上岡龍太郎(本名:小林龍太郎)とは、2000年まで活躍していた伝説の芸人である。
芸人の他にも司会者・講談師(旭堂南蛇)・落語立川流門下生(立川右太衛門)の顔も持つ。
所属事務所はデビュー当時は吉本興業で、その後独立(上岡プロモーション)。芸能界引退後は米朝事務所預かりとなっている。
長男は映画監督の小林聖太郎。甥(妹の長男と次男)は漫才コンビのミキ。
略歴
1942年3月20日、京都市出身。父親は高知県出身の弁護士、母親は宮崎県出身の資産家の娘だった。
少年時代は香具師や芝居、歌舞伎、映画に熱中。京都西高校(現:京都外国語大学西高校)在学中はロカビリーに感化されていた。卒業後は京都でバンドボーイやジャズバンドの司会などを経験。
1959年、浜村淳に「弟子にしなさい!」と弟子入りを志願するも断られ、彼の紹介でロカビリーバンドに加入した。
1960年、横山パンチの名前で横山ノック・横山フックとともに「漫画トリオ」を結成。
よく誤解されがちだが、上岡は横山ノックにスカウトされる形で漫画トリオに参加したので師弟関係では無い。(しかし、漫才師としての教育はノックから「相方」として受けている)
1968年、横山ノックの政界進出と同時に活動を休止した。
その後、伊井パンチ→上岡龍太郎に改名するも、ほとんど仕事が無い状態だったという。
1970年代に入ると、関西・名古屋圏で少しずつではあるが仕事も増え、自ら営業活動をやった甲斐もあってか、「ノックは無用」「ラブアタック!」「花の新婚・カンピューター作戦」などの司会を務め、関西の一流芸能人の仲間入りを果たした。

課題の内容
**A)** 上岡龍太郎についての原文から、「芸人の他にも司会者・講談師(旭堂南蛇)・」から「1968年、横山ノックの政界進出と同時に活動を休止した。」までを一字一句違えずに書き写してください。
**B)** 次の(i)〜(iii)が上岡龍太郎についての原文の内容と合っているかどうかを、それぞれ「はい」か「いいえ」で答え、判断の根拠となる原文の言葉をそのまま引用してください。
(i) 上岡龍太郎は京都市の出身である。
(ii) 上岡龍太郎は横山ノックの弟子として漫画トリオに参加した。
(iii) 浜村淳は上岡龍太郎の弟子入りの志願を受け入れた。

データ行
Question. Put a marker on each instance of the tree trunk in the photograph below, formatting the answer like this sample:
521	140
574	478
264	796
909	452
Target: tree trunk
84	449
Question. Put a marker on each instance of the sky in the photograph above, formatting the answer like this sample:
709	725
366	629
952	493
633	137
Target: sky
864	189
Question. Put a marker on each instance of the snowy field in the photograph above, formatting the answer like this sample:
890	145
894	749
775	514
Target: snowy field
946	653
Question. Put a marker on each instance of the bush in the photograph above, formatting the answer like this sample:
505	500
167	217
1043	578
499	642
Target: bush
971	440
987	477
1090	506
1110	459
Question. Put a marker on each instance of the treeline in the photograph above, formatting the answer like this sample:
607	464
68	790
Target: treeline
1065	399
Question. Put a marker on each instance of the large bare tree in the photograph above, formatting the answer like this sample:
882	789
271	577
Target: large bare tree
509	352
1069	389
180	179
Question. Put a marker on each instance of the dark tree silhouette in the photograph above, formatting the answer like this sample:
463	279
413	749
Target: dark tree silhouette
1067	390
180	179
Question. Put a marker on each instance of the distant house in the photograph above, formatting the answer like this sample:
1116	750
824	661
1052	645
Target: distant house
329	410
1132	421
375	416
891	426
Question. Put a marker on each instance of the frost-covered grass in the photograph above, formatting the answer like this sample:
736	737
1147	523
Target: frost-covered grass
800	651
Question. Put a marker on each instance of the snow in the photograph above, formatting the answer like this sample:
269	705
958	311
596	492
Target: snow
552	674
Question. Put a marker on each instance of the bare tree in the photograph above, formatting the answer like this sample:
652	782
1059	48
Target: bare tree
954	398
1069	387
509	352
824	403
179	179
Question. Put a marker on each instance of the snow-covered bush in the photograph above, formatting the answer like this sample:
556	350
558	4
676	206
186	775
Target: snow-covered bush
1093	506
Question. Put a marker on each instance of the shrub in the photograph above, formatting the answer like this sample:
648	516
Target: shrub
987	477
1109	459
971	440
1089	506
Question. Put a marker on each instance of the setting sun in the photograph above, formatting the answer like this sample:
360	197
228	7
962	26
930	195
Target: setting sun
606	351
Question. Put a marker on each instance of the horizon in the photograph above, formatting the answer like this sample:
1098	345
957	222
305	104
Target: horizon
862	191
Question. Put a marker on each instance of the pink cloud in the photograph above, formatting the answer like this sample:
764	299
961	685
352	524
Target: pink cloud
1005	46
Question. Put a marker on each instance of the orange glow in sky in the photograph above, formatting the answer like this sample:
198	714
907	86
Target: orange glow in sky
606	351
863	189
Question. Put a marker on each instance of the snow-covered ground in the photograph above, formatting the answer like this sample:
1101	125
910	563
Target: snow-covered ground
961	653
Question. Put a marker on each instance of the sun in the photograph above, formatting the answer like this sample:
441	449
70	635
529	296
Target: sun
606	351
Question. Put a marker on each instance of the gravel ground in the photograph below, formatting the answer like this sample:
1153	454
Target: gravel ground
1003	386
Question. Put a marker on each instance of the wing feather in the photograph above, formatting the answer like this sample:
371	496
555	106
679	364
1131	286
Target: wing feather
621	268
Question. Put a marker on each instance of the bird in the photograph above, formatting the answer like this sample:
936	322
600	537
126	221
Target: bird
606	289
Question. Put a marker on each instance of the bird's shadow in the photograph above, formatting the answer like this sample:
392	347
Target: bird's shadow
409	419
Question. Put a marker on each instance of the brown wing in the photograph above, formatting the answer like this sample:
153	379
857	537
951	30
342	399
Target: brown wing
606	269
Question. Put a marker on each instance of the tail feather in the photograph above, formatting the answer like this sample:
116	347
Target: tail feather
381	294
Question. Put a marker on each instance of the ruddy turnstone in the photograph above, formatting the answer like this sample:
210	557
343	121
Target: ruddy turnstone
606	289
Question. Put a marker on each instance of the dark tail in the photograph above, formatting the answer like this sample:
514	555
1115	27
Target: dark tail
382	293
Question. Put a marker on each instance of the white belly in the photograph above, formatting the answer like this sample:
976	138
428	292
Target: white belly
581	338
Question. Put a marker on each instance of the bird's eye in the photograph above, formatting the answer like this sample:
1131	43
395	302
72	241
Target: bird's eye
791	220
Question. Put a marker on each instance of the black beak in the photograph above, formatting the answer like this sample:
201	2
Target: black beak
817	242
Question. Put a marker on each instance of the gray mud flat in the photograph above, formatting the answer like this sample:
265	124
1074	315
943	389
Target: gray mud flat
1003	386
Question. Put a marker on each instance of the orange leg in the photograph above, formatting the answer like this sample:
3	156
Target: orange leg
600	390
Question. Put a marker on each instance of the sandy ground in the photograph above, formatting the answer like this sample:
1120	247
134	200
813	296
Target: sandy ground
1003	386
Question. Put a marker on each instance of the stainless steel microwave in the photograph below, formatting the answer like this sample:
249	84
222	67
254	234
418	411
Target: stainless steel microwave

解答
**A)**
芸人の他にも司会者・講談師(旭堂南蛇)・落語立川流門下生(立川右太衛門)の顔も持つ。
所属事務所はデビュー当時は吉本興業で、その後独立(上岡プロモーション)。芸能界引退後は米朝事務所預かりとなっている。
長男は映画監督の小林聖太郎。甥(妹の長男と次男)は漫才コンビのミキ。
略歴
1942年3月20日、京都市出身。父親は高知県出身の弁護士、母親は宮崎県出身の資産家の娘だった。
少年時代は香具師や芝居、歌舞伎、映画に熱中。京都西高校(現:京都外国語大学西高校)在学中はロカビリーに感化されていた。卒業後は京都でバンドボーイやジャズバンドの司会などを経験。
1959年、浜村淳に「弟子にしなさい!」と弟子入りを志願するも断られ、彼の紹介でロカビリーバンドに加入した。
1960年、横山パンチの名前で横山ノック・横山フックとともに「漫画トリオ」を結成。
よく誤解されがちだが、上岡は横山ノックにスカウトされる形で漫画トリオに参加したので師弟関係では無い。(しかし、漫才師としての教育はノックから「相方」として受けている)
1968年、横山ノックの政界進出と同時に活動を休止した。

**B)**
(i) はい。「1942年3月20日、京都市出身。」
(ii) いいえ。「上岡は横山ノックにスカウトされる形で漫画トリオに参加したので師弟関係では無い。」
(iii) いいえ。「弟子入りを志願するも断られ」